◆ **AIM**
Rewrite the data below from the line with "Objective — one point per instance of the flowing" through the end, replacing "Target" with "Label" and leaving everything else unchanged.

◆ **EXTRACTED ENTRIES**

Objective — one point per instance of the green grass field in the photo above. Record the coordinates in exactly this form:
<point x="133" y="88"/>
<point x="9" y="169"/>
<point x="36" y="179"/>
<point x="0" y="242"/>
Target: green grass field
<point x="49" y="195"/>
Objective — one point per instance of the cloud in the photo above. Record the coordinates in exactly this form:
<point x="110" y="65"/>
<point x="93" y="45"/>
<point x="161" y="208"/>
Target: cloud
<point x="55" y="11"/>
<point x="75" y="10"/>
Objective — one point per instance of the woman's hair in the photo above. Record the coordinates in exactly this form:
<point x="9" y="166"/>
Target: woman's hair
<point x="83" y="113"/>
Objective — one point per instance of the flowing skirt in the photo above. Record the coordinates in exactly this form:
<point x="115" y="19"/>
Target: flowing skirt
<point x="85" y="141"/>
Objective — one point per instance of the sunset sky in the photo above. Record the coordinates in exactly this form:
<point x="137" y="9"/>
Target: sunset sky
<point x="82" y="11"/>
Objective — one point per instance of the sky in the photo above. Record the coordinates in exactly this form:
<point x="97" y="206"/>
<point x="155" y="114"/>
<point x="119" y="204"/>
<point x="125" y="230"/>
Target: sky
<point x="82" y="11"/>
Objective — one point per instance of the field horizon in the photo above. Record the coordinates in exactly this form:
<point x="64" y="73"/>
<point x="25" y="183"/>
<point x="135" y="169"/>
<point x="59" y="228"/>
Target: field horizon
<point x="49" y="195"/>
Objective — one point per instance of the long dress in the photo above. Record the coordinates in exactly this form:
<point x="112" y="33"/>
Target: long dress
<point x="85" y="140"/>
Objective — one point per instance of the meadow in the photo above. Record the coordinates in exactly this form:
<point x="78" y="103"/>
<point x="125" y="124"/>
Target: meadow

◆ **SOLUTION TO THE EXERCISE**
Objective — one point per instance of the flowing skirt in the photo above. Record the coordinates in exactly this form:
<point x="115" y="19"/>
Label: flowing skirt
<point x="85" y="141"/>
Objective — one point per instance of the sunset sky in the photo above. Record the coordinates in exactly this form:
<point x="137" y="9"/>
Label: sunset sky
<point x="82" y="11"/>
Objective — one point per instance of the sky in the photo above. Record the coordinates in exactly this form:
<point x="97" y="206"/>
<point x="155" y="114"/>
<point x="119" y="204"/>
<point x="125" y="230"/>
Label: sky
<point x="82" y="11"/>
Objective — one point per instance of the field horizon in the photo above. Record the coordinates in exactly this form:
<point x="64" y="73"/>
<point x="25" y="183"/>
<point x="135" y="169"/>
<point x="59" y="228"/>
Label: field horizon
<point x="49" y="195"/>
Objective — one point per instance of the long dress in the photo above. Record the coordinates in exactly this form:
<point x="112" y="33"/>
Label: long dress
<point x="85" y="140"/>
Objective — one point per instance of the meadow in the photo above. Record the coordinates in exactly this form:
<point x="78" y="103"/>
<point x="125" y="124"/>
Label: meadow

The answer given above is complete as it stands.